— Begin Items —

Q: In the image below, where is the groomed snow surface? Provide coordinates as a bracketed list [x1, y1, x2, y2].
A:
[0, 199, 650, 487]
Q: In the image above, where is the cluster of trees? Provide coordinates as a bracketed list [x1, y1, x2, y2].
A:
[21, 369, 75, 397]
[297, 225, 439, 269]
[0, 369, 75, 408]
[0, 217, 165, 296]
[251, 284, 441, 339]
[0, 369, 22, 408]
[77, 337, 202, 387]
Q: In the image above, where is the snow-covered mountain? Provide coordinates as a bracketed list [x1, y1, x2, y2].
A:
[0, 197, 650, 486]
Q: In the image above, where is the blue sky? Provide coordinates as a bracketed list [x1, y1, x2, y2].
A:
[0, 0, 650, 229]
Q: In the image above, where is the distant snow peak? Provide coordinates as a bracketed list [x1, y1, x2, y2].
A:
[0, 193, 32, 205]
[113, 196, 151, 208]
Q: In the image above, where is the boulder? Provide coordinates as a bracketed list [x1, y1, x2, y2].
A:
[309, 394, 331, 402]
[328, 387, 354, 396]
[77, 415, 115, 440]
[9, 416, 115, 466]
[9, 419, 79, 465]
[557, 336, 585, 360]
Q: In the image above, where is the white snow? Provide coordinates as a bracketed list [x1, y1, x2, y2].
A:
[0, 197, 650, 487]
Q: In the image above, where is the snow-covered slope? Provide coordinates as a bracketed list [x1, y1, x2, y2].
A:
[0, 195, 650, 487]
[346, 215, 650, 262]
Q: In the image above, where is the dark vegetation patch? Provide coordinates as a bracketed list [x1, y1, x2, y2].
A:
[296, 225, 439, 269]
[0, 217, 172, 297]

— End Items —
— Begin Items —

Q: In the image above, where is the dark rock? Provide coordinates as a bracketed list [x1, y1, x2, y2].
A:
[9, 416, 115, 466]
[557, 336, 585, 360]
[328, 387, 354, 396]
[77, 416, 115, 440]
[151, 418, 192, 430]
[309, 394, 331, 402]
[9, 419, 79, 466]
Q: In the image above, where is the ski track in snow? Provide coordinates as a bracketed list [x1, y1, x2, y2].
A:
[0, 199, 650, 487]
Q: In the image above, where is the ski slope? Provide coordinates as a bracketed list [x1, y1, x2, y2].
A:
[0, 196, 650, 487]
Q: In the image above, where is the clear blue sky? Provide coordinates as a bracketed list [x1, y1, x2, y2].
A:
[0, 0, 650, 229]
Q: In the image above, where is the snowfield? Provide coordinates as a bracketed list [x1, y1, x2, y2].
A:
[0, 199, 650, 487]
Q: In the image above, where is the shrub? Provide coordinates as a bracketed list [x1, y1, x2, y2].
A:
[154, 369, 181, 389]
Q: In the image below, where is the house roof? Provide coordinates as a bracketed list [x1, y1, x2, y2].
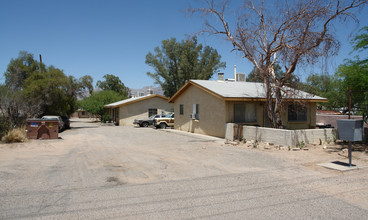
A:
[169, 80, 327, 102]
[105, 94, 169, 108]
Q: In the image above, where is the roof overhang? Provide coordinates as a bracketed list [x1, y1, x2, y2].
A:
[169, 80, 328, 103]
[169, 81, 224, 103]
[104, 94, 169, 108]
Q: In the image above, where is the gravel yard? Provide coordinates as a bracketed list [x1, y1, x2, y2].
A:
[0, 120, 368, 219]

— End Items —
— Begin Items —

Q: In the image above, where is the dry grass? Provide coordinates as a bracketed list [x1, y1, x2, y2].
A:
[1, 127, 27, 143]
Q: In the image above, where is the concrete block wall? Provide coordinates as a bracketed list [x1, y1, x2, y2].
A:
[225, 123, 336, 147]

— End Items —

## Prompt
Put the lines from the one containing "Q: In the image above, where is the ski slope?" through the one containing "[154, 369, 181, 389]" into a numbered list, including both end lines and omitting any blank lines.

## Solved exercise
1. Q: In the image above, where is the ski slope? Provide coordinates as a bracketed list [x1, y1, x2, y2].
2. A:
3. [0, 196, 650, 487]
4. Q: In the image above, where is the clear blue sky? Provide coordinates as a bracketed list [x1, y1, x2, y2].
5. A:
6. [0, 0, 650, 229]
7. Q: In the image above, where is the snowfield? Provide coordinates as a bracketed list [x1, y1, x2, y2].
8. A:
9. [0, 199, 650, 487]
10. Q: In the image above, where is the shrub? Provide coordinates as a bracketed list [x1, y1, x2, y2].
11. A:
12. [154, 369, 181, 389]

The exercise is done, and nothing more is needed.